• _Your goal_
Could you quote, word for word, every line from the start of the records through the line that contains "column 636, row 405", with that line included?

=== Provided records ===

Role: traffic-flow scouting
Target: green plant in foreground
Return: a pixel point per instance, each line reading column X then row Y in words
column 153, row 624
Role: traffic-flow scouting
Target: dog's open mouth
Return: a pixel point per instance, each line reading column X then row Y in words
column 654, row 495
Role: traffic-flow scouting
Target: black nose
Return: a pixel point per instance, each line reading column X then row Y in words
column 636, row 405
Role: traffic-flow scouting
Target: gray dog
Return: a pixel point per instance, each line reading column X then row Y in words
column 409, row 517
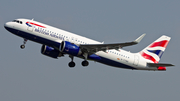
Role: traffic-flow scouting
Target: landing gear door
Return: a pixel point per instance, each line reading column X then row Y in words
column 136, row 60
column 30, row 28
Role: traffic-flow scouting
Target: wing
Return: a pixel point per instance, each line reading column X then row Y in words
column 92, row 48
column 159, row 64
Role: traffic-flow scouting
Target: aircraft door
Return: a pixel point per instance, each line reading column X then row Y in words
column 136, row 60
column 30, row 28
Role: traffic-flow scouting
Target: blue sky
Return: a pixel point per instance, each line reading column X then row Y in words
column 29, row 75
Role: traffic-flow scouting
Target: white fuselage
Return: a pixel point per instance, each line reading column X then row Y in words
column 48, row 35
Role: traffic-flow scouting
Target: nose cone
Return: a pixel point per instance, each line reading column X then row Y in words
column 7, row 25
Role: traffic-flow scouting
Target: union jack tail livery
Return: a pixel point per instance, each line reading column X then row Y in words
column 155, row 50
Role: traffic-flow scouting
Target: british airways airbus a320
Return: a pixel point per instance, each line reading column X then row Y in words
column 56, row 43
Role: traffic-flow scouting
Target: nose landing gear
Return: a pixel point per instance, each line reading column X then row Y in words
column 23, row 45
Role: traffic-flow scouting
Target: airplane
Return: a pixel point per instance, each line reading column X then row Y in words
column 57, row 43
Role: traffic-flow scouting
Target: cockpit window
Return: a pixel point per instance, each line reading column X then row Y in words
column 17, row 21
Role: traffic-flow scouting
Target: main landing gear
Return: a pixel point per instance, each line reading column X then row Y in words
column 23, row 45
column 72, row 63
column 84, row 63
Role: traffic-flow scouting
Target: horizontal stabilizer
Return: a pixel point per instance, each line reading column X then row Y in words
column 140, row 38
column 159, row 64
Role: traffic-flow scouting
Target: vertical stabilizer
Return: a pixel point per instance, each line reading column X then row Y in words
column 155, row 50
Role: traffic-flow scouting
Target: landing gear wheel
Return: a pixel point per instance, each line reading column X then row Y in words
column 22, row 46
column 85, row 63
column 71, row 64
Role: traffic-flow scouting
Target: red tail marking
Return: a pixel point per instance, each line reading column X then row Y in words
column 146, row 56
column 161, row 68
column 161, row 43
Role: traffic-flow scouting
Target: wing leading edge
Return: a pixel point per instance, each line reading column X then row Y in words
column 92, row 48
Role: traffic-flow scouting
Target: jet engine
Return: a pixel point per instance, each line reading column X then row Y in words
column 51, row 52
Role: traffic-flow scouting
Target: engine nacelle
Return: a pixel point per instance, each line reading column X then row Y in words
column 70, row 48
column 49, row 51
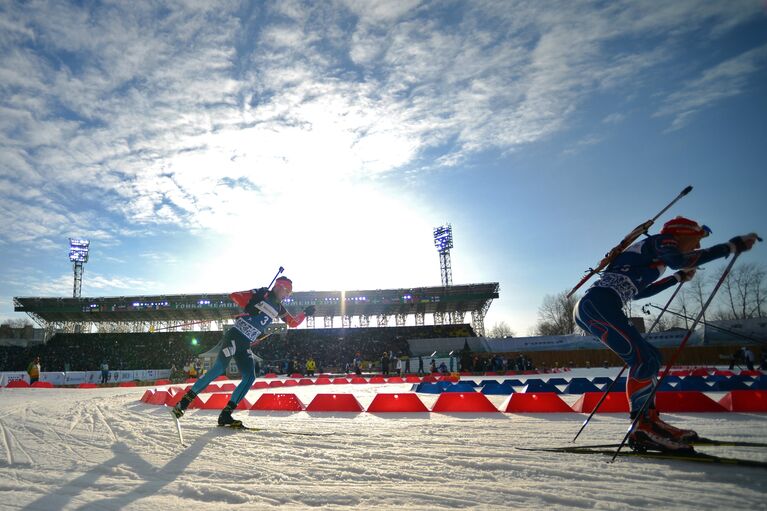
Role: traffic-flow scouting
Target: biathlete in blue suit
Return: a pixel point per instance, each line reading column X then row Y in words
column 261, row 307
column 633, row 275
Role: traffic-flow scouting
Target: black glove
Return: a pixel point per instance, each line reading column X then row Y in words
column 260, row 293
column 740, row 244
column 685, row 275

===

• _Response to the task_
Role: traffic-flow scouting
Target: green plant in foreground
Return: a pixel point per instance, each line reading column X then row Y in words
column 153, row 624
Role: traffic-flow scouting
Target: dog's open mouth
Return: a pixel point per instance, each line reading column X then row Y in words
column 654, row 495
Role: traffic-flow scouting
Target: black nose
Return: a pixel point per instance, each line reading column X then row Y in words
column 636, row 405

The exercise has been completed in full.